→ Selected excerpt
★ ★ ★ ★ ★

Op-ed: As COVID-19 flares behind bars, now’s not the time for more Terre Haute executions

The following Op-Ed was written by Dr. Nina Harawa, CHIPTS Policy Impact Core Director.  The full article published on indystar.com is available here

Nina T. Harawa
July 8, 2020 6:00 AM

As America labors under the effects of a global pandemic and struggles with decisions about when and how to resume various activities, the Trump administration announced June 15 that the federal government plans to carry out four executions in the coming weeks.

Many Americans may see little connection between the coronavirus pandemic and the government’s decision to resume executions after a 17-year hiatus. In my role as an epidemiologist who is currently part of efforts to address disparities in COVID-19 infections and deaths and who once led infection control efforts for the Los Angeles County jail, I know there is serious cause for concern.

★ ★ ★ ★ ★

→ The data

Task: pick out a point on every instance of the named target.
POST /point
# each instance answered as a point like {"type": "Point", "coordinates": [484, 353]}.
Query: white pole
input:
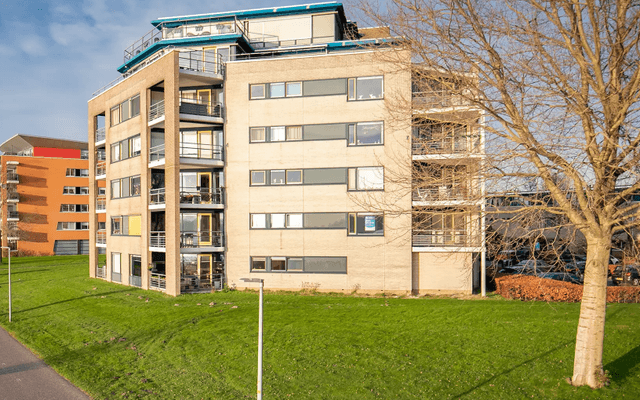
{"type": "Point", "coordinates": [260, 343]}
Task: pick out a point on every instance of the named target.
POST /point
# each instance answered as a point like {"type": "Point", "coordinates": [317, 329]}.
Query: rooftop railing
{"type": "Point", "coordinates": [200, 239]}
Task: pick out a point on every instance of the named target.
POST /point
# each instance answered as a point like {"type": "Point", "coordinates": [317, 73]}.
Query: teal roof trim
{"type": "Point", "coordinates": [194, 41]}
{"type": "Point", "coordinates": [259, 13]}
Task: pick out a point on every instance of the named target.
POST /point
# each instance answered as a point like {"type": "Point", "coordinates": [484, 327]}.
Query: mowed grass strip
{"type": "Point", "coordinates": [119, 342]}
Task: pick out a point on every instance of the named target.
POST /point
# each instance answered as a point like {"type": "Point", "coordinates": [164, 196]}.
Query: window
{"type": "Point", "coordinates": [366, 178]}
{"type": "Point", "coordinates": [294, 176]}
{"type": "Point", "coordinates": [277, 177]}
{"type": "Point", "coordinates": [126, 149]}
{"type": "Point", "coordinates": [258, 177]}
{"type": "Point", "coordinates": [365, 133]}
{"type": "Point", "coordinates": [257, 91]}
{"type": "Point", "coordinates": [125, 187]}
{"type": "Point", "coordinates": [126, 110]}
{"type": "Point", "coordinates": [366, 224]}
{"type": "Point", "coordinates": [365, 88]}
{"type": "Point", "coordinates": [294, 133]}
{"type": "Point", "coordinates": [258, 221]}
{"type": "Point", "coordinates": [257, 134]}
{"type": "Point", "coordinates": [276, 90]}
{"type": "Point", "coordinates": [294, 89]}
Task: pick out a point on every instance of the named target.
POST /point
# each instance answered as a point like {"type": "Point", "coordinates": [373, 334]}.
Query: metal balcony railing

★ ★ ★ ★ ★

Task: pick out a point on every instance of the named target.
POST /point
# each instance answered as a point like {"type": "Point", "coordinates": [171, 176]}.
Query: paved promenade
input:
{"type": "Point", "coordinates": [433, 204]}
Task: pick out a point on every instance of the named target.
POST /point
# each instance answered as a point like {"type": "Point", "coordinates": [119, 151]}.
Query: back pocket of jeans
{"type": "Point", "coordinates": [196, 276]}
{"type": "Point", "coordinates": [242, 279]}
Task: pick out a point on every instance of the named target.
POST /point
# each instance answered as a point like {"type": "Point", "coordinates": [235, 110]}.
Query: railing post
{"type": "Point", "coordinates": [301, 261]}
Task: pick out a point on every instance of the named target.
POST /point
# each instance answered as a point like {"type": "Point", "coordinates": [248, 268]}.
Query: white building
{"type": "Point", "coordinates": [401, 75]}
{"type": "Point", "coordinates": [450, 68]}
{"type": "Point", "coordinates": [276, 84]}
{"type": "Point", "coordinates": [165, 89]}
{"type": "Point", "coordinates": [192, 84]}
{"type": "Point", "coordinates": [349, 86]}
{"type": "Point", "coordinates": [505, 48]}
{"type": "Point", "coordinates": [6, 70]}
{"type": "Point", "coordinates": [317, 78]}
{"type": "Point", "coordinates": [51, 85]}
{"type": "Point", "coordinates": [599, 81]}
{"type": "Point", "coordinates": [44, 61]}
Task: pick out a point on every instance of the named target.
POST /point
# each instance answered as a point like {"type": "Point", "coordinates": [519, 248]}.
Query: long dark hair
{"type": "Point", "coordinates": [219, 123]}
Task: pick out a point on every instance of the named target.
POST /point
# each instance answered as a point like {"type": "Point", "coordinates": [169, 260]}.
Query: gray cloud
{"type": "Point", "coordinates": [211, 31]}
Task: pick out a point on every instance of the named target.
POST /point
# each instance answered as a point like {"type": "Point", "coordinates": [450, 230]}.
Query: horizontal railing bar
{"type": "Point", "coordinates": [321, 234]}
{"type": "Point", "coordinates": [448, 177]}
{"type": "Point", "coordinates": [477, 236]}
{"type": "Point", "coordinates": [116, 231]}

★ ★ ★ ★ ★

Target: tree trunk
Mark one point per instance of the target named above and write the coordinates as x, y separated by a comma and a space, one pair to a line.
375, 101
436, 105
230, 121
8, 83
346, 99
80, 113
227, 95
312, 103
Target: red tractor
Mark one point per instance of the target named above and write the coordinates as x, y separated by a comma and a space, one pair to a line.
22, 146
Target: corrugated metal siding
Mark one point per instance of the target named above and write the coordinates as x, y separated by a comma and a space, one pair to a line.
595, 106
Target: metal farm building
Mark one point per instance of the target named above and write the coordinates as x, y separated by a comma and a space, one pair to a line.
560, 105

★ ★ ★ ★ ★

→ Tasks and exercises
**a)** In the op-ed on COVID-19 and the Terre Haute executions, how long had the federal government gone without carrying out an execution?
**b)** List every role or position that the op-ed on COVID-19 and the Terre Haute executions gives for its author, Nina Harawa.
**c)** Continue the op-ed on COVID-19 and the Terre Haute executions from its last paragraph.

→ Your written answers
**a)** 17 years.

**b)**
- CHIPTS Policy Impact Core Director
- Epidemiologist
- Currently part of efforts to address disparities in COVID-19 infections and deaths
- Once led infection control efforts for the Los Angeles County jail

**c)**
Whether or not you support the death penalty in normal times, the potential for collateral damage from carrying out these executions as coronavirus cases surge should give you pause.

Carrying out an execution is not as simple as putting a person on a gurney and injecting lethal drugs into his system. It requires a highly trained execution team.

It requires the presence of lawyers, both those for the government and those for the defense, to ensure the process is carried out properly. The victim’s family is entitled to be present. The condemned man has the right to have his family and his spiritual adviser at hand. The press is in attendance, documenting and providing a public eye into the otherwise closed proceedings. Workers are responsible for removing the man’s body after he is pronounced dead.

In mid-March, in a necessary bid to reduce the risk of viral spread inside its facilities, the federal Bureau of Prisons (BOP) cancelled all family and legal visits – visits that have still not resumed for most prisoners.

Now, however, because the Trump administration has decided it cannot wait to execute these men, the BOP is willing to risk the health and safety of numerous people both in and outside the prison.